MR. KNOLL: No. I don't think it's ever dangerous to advance a thesis and debate it, but I do think we should be mindful of the fact that The Bell Curve isn't really a scientific treatise. It's a political track, and its politics I believe are fundamentally racist. I believe the book serves a purpose for those who want to advance its ideology, and that purpose is to, to blame the disadvantaged for their own plight and to make sure we don't help them with it at all. I think though the assumptions of the book are extremely questionable. Spend an evening watching Congress on C-Span, and you can't possibly accept the notion that America's elite is endowed with high IQ. It just doesn't work that way.

MR. MAC NEIL: Cynthia Tucker.

MS. TUCKER: Well, Robin, I don't think much of The Bell Curve at all. I think Erwin Knoll hit the nail on the head. It's not a scientific treatise. It's a political track. Charles Murray and Richard Herrnstein are trafficking in some racist ideas that are at least 100 years old. What is particularly disreputable is that the people who first advanced those ideas may not have known much better. But science has become a lot sharper since then, a lot better. Bimolecular scientists now map genes. Those ideas have been discredited. Those people, and the hard scientists who actually look at genes say that there are very few differences among the races. In fact, the very idea of race, itself, is one that many scientists are being to call into question. So Charles Murray has absolutely no excuse for advancing this point of view.

MR. MAC NEIL: Gerald Warren, what's your view of this, and what impact do you think it's going to have on policy debates about education and other policies?

MR. WARREN: I have no idea whether it is a scientific book or not, Robin. I am told by people whom I admire that Charles Murray is a reputable scientist, a reputable social scientist. I question some of his assumptions as well. I question the doomsday ending to the book. I think -- I think people of goodwill can overcome this IQ difference that is probably quite right, that there is this difference between, between these groups, but we don't, we don't deal with people in terms of groups. We deal with individuals, and that's the way we should be. I do know this. I do know that there are successful experiments where young black children are taken out of at-risk situations, neighborhoods, and put into schools with their parents, and both parents and students go to school at the same time, and the reading ability of these children from age three to age six is enhanced immeasurably. So I think over time, with parental involvement, which was left out of this book, the Head Start kids and the Early Start kids, and these kids I'm talking about have an equal chance.

MR. MAC NEIL: Caroline Brewer, what impact do you think it's going to have on the debates about affirmative action and other, other, and education and other policies?

▶ **INFORMATION PROVIDED**
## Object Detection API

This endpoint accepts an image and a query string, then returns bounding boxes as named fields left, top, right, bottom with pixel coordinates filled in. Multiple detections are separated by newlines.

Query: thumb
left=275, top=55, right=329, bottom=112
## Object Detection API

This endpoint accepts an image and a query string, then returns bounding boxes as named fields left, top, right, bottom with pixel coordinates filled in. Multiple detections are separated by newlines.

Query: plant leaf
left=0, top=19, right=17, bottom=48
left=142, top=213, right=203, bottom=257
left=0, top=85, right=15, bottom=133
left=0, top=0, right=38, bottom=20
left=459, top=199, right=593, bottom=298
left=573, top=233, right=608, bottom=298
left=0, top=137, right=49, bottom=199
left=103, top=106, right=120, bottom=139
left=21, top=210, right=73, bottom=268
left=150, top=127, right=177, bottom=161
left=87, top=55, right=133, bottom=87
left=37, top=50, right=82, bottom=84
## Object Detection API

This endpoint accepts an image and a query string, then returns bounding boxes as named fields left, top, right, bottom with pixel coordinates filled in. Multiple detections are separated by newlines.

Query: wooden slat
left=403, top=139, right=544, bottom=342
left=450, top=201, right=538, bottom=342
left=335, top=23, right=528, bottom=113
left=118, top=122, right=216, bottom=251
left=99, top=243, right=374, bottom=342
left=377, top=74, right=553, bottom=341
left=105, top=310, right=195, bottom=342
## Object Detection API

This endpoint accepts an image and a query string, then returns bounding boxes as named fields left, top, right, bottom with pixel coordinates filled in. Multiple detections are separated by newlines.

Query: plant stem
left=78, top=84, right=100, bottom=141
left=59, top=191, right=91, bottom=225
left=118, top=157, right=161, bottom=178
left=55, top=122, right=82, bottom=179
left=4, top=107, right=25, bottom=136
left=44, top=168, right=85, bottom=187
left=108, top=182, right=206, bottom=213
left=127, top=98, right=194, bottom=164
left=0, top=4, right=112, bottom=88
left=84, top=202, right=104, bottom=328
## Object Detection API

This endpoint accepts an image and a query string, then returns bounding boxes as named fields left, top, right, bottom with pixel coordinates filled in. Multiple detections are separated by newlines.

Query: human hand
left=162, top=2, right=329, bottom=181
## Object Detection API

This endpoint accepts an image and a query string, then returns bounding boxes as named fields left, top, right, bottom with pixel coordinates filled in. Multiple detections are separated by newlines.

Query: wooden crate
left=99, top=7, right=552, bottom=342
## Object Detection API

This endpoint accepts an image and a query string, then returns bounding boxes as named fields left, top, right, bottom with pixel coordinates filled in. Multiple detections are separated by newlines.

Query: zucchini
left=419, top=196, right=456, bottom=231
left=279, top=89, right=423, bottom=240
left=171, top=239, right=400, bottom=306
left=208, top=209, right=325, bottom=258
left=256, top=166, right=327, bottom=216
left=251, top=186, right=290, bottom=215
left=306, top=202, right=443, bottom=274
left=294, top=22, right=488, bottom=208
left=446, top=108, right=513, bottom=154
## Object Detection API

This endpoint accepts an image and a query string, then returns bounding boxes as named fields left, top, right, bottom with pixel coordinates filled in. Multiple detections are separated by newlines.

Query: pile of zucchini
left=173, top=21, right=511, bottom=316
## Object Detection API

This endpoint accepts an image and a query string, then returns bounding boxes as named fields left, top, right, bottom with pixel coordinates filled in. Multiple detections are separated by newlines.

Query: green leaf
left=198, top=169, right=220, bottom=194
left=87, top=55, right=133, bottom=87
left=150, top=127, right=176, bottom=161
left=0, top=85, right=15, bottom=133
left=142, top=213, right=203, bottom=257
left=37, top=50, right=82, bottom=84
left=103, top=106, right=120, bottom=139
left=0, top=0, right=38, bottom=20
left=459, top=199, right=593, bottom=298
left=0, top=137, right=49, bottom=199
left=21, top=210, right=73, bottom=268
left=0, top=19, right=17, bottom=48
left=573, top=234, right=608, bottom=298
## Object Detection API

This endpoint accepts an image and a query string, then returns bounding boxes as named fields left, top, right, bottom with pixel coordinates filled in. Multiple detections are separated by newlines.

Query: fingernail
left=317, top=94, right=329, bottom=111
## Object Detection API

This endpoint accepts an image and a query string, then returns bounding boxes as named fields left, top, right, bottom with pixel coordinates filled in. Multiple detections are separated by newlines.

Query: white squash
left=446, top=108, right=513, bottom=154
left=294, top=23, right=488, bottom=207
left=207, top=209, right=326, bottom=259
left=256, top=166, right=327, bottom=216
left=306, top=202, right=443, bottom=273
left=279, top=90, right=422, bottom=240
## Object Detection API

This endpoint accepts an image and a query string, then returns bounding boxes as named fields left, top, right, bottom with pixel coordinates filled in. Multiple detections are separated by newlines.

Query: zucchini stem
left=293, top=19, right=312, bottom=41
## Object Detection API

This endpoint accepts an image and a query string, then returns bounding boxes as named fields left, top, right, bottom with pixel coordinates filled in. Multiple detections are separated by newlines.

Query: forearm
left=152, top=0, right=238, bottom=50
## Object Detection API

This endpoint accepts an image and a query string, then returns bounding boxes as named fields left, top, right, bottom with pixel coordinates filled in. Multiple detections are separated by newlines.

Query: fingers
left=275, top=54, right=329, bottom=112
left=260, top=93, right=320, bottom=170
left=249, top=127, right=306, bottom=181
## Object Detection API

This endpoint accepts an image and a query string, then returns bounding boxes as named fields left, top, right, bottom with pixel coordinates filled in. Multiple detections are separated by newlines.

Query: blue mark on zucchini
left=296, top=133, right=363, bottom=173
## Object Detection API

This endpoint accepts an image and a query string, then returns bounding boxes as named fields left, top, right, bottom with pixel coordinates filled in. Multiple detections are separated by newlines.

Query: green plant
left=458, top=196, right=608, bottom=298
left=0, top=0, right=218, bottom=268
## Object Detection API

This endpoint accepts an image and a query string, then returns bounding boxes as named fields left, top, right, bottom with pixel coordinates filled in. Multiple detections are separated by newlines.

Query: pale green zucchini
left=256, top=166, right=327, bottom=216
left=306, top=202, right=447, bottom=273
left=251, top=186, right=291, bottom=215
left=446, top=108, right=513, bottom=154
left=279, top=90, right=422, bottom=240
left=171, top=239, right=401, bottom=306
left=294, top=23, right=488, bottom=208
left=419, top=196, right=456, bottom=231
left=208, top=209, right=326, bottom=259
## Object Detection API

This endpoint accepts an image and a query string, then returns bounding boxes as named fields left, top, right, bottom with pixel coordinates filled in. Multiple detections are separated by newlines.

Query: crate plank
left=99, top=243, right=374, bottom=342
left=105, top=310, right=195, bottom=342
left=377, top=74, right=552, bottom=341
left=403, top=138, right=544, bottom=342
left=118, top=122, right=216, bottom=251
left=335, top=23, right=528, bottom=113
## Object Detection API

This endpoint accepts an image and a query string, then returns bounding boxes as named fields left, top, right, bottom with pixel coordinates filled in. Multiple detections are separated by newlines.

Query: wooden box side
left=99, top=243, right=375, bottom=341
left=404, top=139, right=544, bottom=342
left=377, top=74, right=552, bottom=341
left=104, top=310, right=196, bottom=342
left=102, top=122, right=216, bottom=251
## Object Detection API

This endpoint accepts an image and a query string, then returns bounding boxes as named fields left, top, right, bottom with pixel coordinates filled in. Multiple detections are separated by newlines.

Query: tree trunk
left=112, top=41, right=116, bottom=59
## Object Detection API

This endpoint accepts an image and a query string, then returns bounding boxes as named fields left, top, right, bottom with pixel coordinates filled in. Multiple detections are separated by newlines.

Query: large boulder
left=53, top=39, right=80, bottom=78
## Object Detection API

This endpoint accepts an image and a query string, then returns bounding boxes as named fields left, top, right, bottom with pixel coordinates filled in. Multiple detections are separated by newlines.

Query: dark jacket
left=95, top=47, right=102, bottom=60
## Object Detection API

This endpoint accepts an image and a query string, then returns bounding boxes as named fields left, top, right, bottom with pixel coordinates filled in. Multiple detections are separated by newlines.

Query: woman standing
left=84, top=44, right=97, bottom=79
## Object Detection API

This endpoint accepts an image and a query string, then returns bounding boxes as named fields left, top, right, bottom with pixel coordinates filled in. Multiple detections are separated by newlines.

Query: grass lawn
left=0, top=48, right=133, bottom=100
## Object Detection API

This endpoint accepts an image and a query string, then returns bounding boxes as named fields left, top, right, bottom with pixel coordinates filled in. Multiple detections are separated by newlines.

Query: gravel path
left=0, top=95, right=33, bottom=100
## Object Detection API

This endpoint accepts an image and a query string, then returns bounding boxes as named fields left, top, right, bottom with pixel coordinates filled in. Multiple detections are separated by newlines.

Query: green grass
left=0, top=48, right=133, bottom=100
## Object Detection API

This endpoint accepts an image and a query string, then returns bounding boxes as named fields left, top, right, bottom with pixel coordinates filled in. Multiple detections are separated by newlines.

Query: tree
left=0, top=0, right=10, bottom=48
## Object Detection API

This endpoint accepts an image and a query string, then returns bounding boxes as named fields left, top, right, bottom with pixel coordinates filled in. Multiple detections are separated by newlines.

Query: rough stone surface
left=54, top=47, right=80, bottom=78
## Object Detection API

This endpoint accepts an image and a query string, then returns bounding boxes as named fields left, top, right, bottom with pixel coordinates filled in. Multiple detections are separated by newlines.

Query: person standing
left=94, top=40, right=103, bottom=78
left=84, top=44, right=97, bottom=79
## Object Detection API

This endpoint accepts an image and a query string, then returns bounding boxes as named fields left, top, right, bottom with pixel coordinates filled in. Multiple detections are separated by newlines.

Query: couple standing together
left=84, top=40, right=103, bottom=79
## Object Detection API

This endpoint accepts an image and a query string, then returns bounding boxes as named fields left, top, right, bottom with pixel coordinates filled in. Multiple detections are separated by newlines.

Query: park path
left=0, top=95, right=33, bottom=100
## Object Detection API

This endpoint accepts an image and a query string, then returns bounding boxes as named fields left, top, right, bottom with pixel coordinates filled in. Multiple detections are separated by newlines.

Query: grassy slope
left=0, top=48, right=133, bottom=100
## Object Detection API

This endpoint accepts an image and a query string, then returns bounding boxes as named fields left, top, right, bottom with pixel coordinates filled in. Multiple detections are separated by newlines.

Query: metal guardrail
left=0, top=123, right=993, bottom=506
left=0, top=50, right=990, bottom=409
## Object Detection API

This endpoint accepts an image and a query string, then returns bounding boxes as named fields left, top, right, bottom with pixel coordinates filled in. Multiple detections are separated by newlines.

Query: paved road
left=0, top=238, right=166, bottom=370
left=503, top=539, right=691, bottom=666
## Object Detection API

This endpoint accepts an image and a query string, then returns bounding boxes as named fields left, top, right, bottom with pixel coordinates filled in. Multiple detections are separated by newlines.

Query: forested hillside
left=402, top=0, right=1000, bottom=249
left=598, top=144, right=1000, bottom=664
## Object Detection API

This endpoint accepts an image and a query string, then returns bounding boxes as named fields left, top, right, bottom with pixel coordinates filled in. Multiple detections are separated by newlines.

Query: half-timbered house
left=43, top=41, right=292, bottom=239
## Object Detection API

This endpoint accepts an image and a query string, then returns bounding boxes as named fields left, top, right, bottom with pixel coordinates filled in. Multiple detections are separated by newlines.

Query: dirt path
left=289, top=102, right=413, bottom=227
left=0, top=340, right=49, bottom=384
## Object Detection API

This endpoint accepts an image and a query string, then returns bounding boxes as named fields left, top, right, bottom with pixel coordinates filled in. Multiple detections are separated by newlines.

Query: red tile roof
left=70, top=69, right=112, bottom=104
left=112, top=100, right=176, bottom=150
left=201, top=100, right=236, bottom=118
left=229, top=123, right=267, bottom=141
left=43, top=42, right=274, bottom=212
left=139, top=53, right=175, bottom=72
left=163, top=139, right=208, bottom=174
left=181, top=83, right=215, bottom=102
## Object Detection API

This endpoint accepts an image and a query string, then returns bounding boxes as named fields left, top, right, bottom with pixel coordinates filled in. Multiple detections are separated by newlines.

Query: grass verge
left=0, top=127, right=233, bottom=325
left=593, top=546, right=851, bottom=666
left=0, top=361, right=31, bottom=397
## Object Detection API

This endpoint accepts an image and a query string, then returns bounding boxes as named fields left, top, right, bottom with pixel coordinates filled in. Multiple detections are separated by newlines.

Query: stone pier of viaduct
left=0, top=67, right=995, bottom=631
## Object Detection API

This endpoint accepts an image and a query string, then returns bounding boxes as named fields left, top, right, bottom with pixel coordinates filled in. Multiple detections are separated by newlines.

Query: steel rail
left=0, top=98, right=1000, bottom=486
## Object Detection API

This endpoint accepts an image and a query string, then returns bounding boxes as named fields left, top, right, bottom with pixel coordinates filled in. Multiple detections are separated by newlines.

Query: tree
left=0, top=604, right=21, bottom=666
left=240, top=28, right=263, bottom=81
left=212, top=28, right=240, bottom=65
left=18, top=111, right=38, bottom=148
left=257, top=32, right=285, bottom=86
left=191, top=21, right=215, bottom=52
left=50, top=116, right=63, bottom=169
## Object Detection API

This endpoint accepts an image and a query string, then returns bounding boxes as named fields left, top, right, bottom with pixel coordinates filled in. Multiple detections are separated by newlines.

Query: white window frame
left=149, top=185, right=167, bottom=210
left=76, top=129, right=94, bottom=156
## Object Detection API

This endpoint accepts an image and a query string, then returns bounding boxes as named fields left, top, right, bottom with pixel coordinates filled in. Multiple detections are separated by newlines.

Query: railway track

▶ **HOW TO COMPLETE THIS TASK**
In the discussion transcript, why does Ms. Tucker say Charles Murray has "absolutely no excuse" for advancing his point of view? Answer in one to three sentences.

▶ **FINAL ANSWER**
She says the people who first advanced those ideas may not have known better, but science has since become much sharper. The ideas have been discredited, and scientists who look at genes say there are very few differences among the races.